Young ICCA - Young CalArb Event: Arbitrating Technology Disputes: Present Realities, Future Possibilities
Post Event Report
Written by Tuyana Molokhoeva (Co-Chair, Young CalArb & General Counsel, Quandary Peak Research)
On 17 March 2023, Young ICCA, in partnership with Young CalArb, hosted an engaging in-person event titled "Arbitrating Technology Disputes: Present Realities, Future Possibilities." The event, part of the 2023 California International Arbitration Week, took place in Los Angeles and welcomed around 80 participants, including online attendees.
The panel was composed of:
- Lexi Menish, Independent Arbitrator, Oregon
- Dr. George Edwards, President & Principal Computer Scientist, Quandary Peak, Los Angeles
- Han Ah Lee, Senior Associate, Lee & Ko, South Korea
- John Muse-Fisher, Senior Associate, Arnold & Porter, San Francisco
- Giorgio Sassine, Associate, Musick, Peeler & Garrett (moderator)
Young ICCA Events Co-Director Paul Kleist initiated the event by highlighting Young ICCA's role in promoting greater knowledge of international arbitration worldwide. Giorgio Sassine, a Young CalArb Co-Chair, then introduced Young CalArb, a subdivision of California Arbitration (CalArb) dedicated to young practitioners and law students, and encouraged participants to engage with both Young CalArb and CalArb. Additionally, Mauricio Duarte, a Co-Chair of the Young Silicon Valley Arbitration and Mediation Center (SVAMC), provided an overview of SVAMC and its efforts to promote arbitration as a tool for resolving technology-related disputes.

Set exercise A
Pick out every line of the listing below that contains the word "tree", and copy each one. Case counts.

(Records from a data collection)

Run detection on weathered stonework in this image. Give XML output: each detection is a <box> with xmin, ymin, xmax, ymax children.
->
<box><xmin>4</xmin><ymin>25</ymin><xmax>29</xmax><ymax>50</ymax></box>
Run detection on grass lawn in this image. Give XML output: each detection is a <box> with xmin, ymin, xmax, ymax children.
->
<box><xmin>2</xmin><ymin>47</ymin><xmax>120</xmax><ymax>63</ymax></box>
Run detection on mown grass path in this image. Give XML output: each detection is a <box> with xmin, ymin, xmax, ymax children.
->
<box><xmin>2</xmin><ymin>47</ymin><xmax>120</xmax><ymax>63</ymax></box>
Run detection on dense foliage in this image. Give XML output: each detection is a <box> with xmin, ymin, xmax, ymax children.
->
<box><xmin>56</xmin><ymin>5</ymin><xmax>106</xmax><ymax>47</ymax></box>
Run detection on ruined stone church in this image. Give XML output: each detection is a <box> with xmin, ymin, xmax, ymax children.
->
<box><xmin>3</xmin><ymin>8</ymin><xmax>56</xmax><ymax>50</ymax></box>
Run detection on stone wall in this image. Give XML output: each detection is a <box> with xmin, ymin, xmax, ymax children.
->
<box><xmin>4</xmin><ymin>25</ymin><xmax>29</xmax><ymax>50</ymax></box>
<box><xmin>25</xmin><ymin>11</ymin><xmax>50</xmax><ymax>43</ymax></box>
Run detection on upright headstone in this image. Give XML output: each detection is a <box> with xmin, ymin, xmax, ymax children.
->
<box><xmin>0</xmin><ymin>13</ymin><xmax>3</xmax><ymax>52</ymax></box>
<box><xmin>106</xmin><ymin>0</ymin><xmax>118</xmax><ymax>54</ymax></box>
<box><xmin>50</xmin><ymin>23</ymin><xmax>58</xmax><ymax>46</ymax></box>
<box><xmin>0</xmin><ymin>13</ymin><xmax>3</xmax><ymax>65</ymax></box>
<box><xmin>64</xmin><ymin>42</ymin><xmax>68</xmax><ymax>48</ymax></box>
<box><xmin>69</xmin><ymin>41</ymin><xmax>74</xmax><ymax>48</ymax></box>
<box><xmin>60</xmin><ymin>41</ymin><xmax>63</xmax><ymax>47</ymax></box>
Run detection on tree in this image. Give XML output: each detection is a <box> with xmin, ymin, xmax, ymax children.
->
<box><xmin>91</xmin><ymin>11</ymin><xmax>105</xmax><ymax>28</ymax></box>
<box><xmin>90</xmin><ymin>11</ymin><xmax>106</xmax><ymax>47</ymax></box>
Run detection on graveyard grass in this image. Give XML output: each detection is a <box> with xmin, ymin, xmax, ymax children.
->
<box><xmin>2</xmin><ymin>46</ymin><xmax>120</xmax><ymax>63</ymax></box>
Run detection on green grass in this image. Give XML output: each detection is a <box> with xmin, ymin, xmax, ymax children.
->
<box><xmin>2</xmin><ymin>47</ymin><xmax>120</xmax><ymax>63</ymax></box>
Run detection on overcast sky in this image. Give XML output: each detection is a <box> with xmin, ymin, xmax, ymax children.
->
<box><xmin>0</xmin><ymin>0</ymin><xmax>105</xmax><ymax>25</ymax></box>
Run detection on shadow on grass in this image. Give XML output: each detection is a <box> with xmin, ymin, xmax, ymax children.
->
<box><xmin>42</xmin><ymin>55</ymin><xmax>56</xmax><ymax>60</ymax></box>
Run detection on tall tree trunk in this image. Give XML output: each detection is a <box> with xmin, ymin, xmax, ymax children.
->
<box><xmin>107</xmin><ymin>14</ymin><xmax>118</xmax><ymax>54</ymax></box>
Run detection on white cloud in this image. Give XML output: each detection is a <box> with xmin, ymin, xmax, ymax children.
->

Set exercise B
Set down the passage of the event report above word for word, starting at "On 17 March" and ending at "Peeler & Garrett (moderator)".

Exercise answer A
Run detection on tree in this image. Give XML output: each detection is a <box> with xmin, ymin, xmax, ymax children.
Run detection on tall tree trunk in this image. Give XML output: each detection is a <box> with xmin, ymin, xmax, ymax children.

Exercise answer B
On 17 March 2023, Young ICCA, in partnership with Young CalArb, hosted an engaging in-person event titled "Arbitrating Technology Disputes: Present Realities, Future Possibilities." The event, part of the 2023 California International Arbitration Week, took place in Los Angeles and welcomed around 80 participants, including online attendees.
The panel was composed of:
- Lexi Menish, Independent Arbitrator, Oregon
- Dr. George Edwards, President & Principal Computer Scientist, Quandary Peak, Los Angeles
- Han Ah Lee, Senior Associate, Lee & Ko, South Korea
- John Muse-Fisher, Senior Associate, Arnold & Porter, San Francisco
- Giorgio Sassine, Associate, Musick, Peeler & Garrett (moderator)